>> START
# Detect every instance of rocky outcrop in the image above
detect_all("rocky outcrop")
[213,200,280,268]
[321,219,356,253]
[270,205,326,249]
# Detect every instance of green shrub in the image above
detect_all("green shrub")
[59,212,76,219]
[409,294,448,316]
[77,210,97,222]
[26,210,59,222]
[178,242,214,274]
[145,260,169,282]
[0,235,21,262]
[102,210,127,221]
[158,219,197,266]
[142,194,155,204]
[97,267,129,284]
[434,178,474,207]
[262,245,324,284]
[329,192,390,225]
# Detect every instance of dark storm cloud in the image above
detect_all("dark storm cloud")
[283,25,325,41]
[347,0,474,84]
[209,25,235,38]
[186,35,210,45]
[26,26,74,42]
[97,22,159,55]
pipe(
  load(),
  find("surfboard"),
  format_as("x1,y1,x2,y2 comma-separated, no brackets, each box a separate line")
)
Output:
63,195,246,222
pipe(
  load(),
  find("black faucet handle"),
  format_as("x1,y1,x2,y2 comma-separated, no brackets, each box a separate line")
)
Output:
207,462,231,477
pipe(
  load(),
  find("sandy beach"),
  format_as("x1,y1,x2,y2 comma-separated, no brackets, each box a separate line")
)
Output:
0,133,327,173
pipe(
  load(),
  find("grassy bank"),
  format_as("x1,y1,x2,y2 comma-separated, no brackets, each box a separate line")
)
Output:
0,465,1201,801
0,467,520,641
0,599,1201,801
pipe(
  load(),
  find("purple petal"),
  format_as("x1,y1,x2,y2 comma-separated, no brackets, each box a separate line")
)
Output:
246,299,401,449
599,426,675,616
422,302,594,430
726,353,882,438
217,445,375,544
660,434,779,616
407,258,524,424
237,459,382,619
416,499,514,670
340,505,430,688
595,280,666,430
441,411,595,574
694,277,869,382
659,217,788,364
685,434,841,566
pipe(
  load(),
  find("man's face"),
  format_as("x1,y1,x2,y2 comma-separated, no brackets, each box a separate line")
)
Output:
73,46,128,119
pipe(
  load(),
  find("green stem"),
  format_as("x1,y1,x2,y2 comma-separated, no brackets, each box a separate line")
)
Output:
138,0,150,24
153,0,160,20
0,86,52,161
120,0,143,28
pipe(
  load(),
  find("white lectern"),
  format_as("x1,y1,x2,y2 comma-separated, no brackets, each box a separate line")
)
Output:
>> END
__DIRECTIVE__
Copy out every one of the rows above, substituting "gray rain cloud" for each occurrence of "dark storm cloud" and keeping everything else unchanged.

__SOLUTION__
# Detect every instance of rocky outcrop in the image above
detect_all("rocky outcrop")
[213,200,280,268]
[321,219,356,253]
[270,205,326,249]
# Detect every instance of green shrub in the image above
detect_all("green shrub")
[59,212,76,219]
[409,294,448,316]
[77,210,97,222]
[26,210,59,222]
[178,242,214,274]
[145,260,169,282]
[0,235,21,262]
[102,210,127,221]
[158,219,197,266]
[142,194,155,204]
[97,267,129,284]
[434,178,474,207]
[262,245,324,284]
[329,192,390,225]
# Detect every instance of gray rain cloud in the image above
detect_all("gray rain cloud")
[283,25,325,41]
[347,0,474,84]
[209,25,235,38]
[186,35,210,45]
[26,26,74,42]
[97,22,159,55]
pipe(
  load(),
  find("surfboard"),
  format_as("x1,y1,x2,y2 comma-separated, no brackets, each box a separate line")
)
Output:
63,195,246,222
pipe(
  load(),
  find("black faucet handle"),
  format_as("x1,y1,x2,y2 comma-separated, no brackets, each box a separate line")
)
Output:
207,462,231,477
pipe(
  load(),
  find("sandy beach"),
  format_as("x1,y1,x2,y2 comma-separated, no brackets, each box a separate line")
)
Output:
0,133,327,173
pipe(
  load(),
  find("grassy bank"),
  format_as("x1,y1,x2,y2 comma-separated, no brackets, each box a separate line")
)
Output:
0,465,1201,801
0,467,520,641
0,599,1201,801
pipe(
  load(),
  find("purple petal"),
  format_as("x1,y1,x2,y2 comma-separated, no brackets, each box a separate line")
)
Output:
246,299,401,449
599,426,675,616
422,302,594,430
726,353,882,438
217,445,375,544
660,434,779,616
407,258,524,424
237,459,382,619
416,499,514,670
340,505,430,688
595,280,666,430
441,411,595,574
694,277,869,382
659,217,788,364
685,434,841,566
pipe(
  load(),
  find("man's face"),
  format_as("x1,y1,x2,y2 comma-separated, no brackets, each box a separate line")
)
Output:
73,46,128,119
pipe(
  load(),
  find("green stem"),
  format_as("x1,y1,x2,y2 comma-separated, no brackets, each box a separate line")
)
Output:
138,0,150,24
153,0,160,20
0,86,52,161
120,0,143,28
pipe(
  load(),
  find("white lectern"),
  format_as("x1,y1,x2,y2 comma-separated, no brackets, each box a separate line")
)
Output:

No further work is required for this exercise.